** START OF PASSAGE TO READ **
[noggin]

HDR content can exist in both wide Rec 2020 and narrow Rec 709 gamut...

This is exactly what I wrote about still images. Basically all images which have more then 8 bit luminance resolution in the file itself defined as HDR images independently from their targeted color gamut and also independently from their target real word luminance. Sadly as wrote in this case there is no real word luminance defined as any type of standard so at the end there could be simply such 10 bit images what have no real high dynamic range in their content and also no have wide color gamut informations _(I mean referenced to the source of the image)_.

In video - bit depth has no relationship to display dynamic range - 10-bit video can be used to carry SDR and HDR content. In consumer video - DVD and HD Blu-ray are both 8-bit formats, but I have quite a lot of 10-bit SDR HD content I have mastered myself from 10-bit broadcast video masters (with massively reduced banding artefacts as a result). In consumer devices h.264/AVC decode is usually limited to 8-bit, but h.265/HEVC can be 10-bit (in both SDR and HDR dynamic ranges), My SDR 10-bit HD content is in Rec 709 gamut, in h.265/HEVC.
** END OF PASSAGE TO READ **
YOUR OBJECTIVE:
Return, word for word, the part of the post on HDR and bit depth between "This is exactly" and "of the image)_.", inclusive. The items that come next are not needed here.
** START OF ENTRIES SHOWN **
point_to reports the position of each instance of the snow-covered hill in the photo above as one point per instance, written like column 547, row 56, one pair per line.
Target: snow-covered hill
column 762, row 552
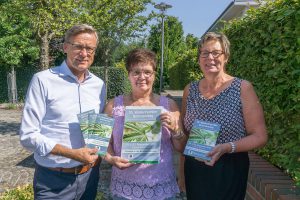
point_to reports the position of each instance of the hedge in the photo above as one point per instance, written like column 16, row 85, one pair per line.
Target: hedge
** END OF ENTRIES SHOWN **
WORKED ANSWER:
This is exactly what I wrote about still images. Basically all images which have more then 8 bit luminance resolution in the file itself defined as HDR images independently from their targeted color gamut and also independently from their target real word luminance. Sadly as wrote in this case there is no real word luminance defined as any type of standard so at the end there could be simply such 10 bit images what have no real high dynamic range in their content and also no have wide color gamut informations _(I mean referenced to the source of the image)_.